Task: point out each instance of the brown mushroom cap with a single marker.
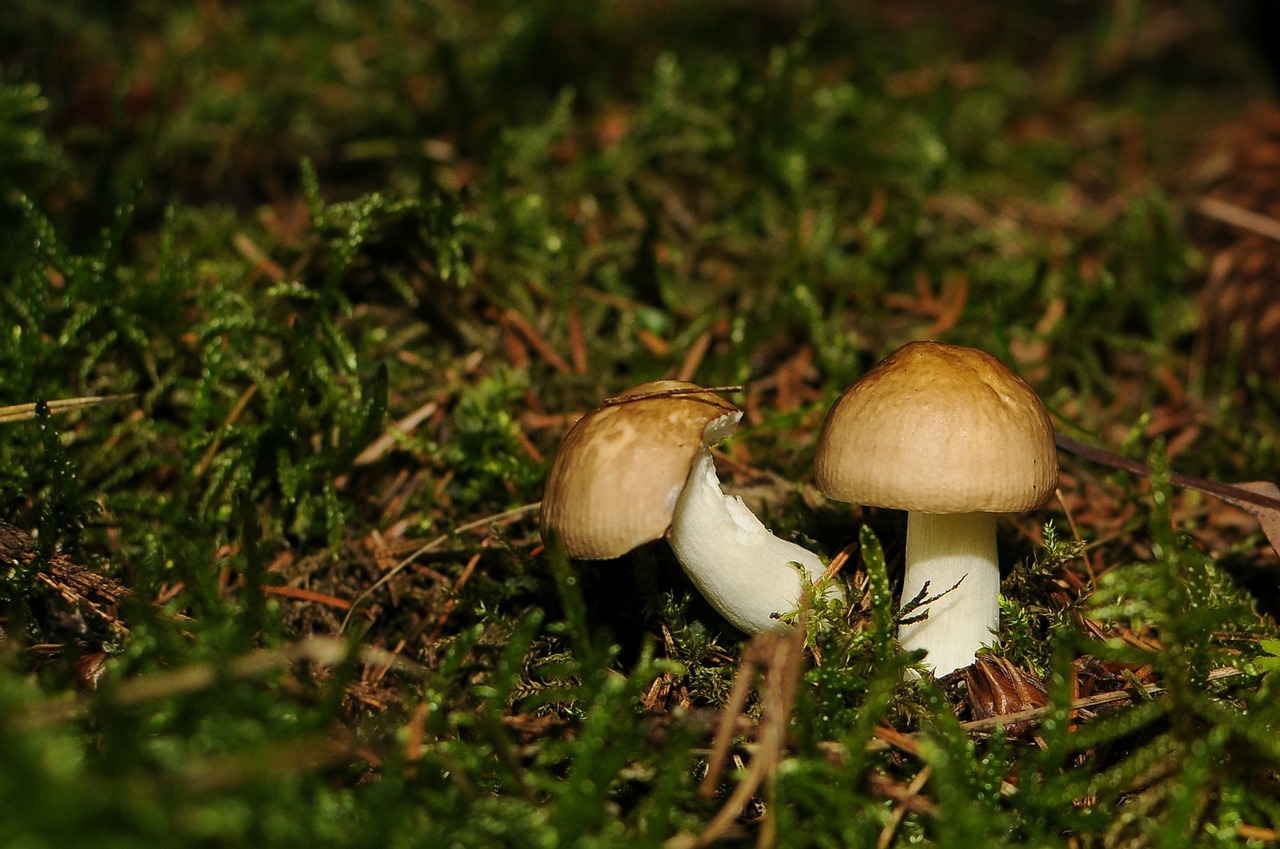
(941, 429)
(616, 477)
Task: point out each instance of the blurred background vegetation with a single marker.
(361, 264)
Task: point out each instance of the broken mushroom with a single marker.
(954, 437)
(640, 468)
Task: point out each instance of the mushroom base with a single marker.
(955, 555)
(746, 573)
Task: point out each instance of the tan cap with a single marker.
(940, 429)
(616, 477)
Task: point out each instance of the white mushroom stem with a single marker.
(942, 549)
(748, 574)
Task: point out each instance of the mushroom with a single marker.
(951, 436)
(639, 468)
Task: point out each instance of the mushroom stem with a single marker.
(942, 549)
(746, 573)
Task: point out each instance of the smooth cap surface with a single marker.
(941, 429)
(620, 470)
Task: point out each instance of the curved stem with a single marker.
(746, 573)
(956, 556)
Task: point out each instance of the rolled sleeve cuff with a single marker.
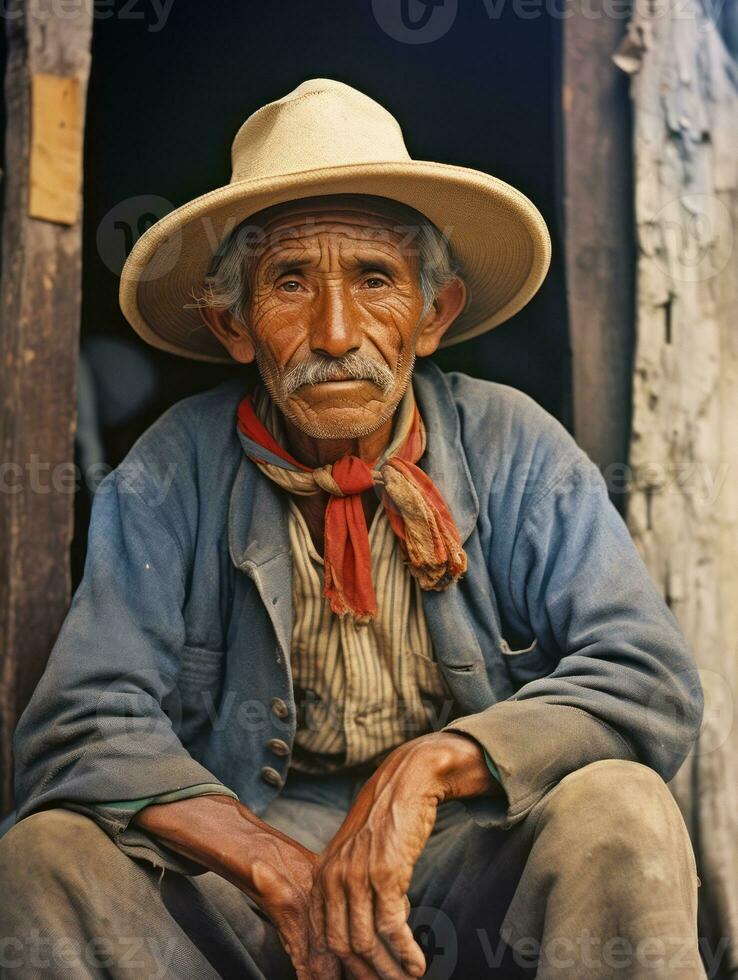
(116, 819)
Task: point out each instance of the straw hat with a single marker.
(327, 138)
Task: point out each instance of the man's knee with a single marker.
(619, 809)
(48, 846)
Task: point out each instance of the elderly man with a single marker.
(365, 676)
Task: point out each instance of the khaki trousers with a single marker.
(598, 881)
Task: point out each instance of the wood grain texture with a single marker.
(39, 329)
(598, 228)
(683, 506)
(56, 148)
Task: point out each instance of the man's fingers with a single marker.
(366, 943)
(391, 918)
(316, 918)
(336, 915)
(324, 966)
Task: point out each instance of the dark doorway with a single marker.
(169, 89)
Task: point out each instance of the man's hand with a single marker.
(275, 871)
(359, 905)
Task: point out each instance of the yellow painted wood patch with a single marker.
(56, 148)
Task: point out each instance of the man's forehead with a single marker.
(362, 212)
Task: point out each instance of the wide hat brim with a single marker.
(497, 235)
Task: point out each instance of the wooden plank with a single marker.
(599, 248)
(39, 327)
(683, 507)
(56, 148)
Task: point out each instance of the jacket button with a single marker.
(279, 707)
(271, 776)
(278, 746)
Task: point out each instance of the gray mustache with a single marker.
(355, 366)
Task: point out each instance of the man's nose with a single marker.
(335, 329)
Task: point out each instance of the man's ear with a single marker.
(234, 336)
(447, 305)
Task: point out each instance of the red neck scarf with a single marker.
(418, 515)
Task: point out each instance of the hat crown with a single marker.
(322, 123)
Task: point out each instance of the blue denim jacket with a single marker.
(172, 667)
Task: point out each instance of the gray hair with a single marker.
(226, 285)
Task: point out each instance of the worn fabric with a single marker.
(417, 512)
(597, 881)
(360, 690)
(172, 668)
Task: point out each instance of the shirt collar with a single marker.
(257, 524)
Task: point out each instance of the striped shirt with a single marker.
(360, 690)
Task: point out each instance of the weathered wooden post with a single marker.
(683, 508)
(48, 59)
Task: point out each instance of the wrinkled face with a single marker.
(336, 316)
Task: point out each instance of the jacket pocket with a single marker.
(526, 663)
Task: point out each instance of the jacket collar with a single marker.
(258, 537)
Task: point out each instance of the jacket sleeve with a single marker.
(97, 728)
(622, 683)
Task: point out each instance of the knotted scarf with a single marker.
(418, 515)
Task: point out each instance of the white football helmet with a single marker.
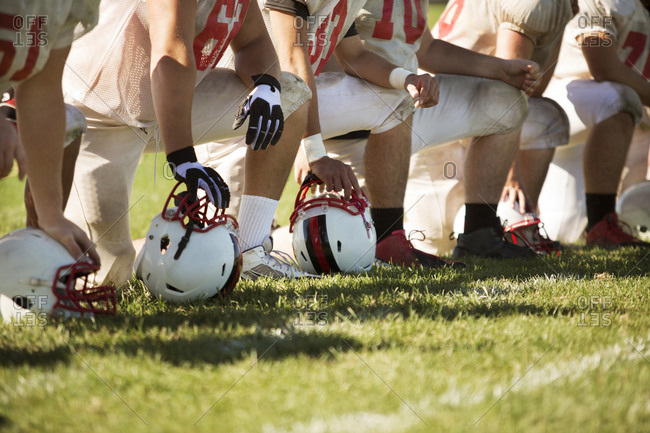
(633, 207)
(40, 278)
(331, 234)
(190, 252)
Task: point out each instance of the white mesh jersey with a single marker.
(31, 29)
(474, 24)
(626, 21)
(327, 24)
(108, 69)
(393, 29)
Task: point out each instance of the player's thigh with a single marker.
(227, 157)
(468, 107)
(546, 127)
(347, 103)
(219, 95)
(561, 202)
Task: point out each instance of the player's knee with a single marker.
(626, 101)
(75, 124)
(546, 126)
(295, 93)
(504, 104)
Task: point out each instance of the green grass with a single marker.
(553, 345)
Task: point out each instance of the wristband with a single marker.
(267, 79)
(398, 78)
(313, 147)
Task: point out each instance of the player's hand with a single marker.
(70, 236)
(336, 176)
(424, 89)
(522, 74)
(300, 167)
(263, 106)
(187, 170)
(10, 149)
(513, 192)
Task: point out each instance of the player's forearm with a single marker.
(368, 66)
(172, 88)
(291, 46)
(256, 58)
(173, 70)
(254, 51)
(442, 57)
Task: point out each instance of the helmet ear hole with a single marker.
(164, 244)
(23, 302)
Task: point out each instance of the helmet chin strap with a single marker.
(185, 239)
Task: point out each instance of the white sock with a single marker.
(255, 218)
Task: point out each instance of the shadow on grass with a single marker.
(216, 349)
(35, 358)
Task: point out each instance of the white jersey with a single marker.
(626, 21)
(108, 69)
(327, 24)
(474, 24)
(31, 29)
(393, 29)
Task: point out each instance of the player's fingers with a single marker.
(87, 246)
(347, 187)
(6, 161)
(504, 194)
(512, 198)
(354, 181)
(21, 159)
(413, 91)
(522, 201)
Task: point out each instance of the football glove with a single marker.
(263, 106)
(194, 175)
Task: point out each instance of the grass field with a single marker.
(547, 345)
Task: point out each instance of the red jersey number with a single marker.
(638, 42)
(218, 31)
(320, 40)
(449, 17)
(384, 27)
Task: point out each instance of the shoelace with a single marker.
(285, 261)
(621, 231)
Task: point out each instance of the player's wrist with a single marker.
(398, 77)
(178, 157)
(314, 147)
(267, 79)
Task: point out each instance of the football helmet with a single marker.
(526, 229)
(331, 234)
(633, 207)
(191, 251)
(40, 278)
(519, 229)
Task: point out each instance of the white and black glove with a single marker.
(194, 175)
(266, 119)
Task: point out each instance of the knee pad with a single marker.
(546, 126)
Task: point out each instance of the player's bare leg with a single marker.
(267, 170)
(603, 160)
(386, 161)
(487, 164)
(605, 153)
(266, 174)
(533, 166)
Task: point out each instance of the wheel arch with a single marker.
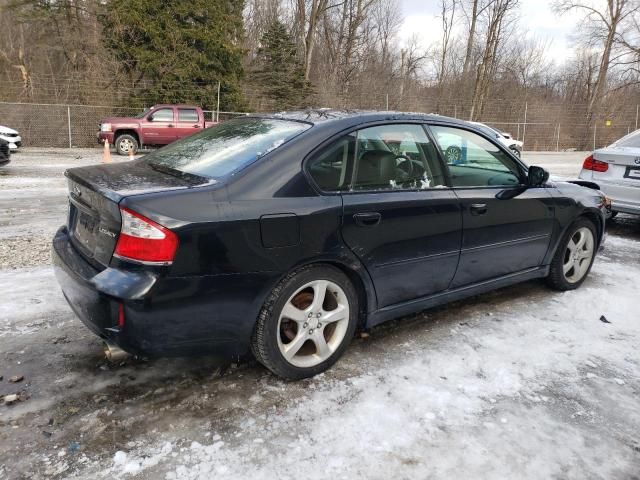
----------------------------------------
* [Challenge]
How many lines in the listing above contain the string "stem", counting uppercase and lowercase as different? Reply with the number alone.

* [Response to this exercise]
3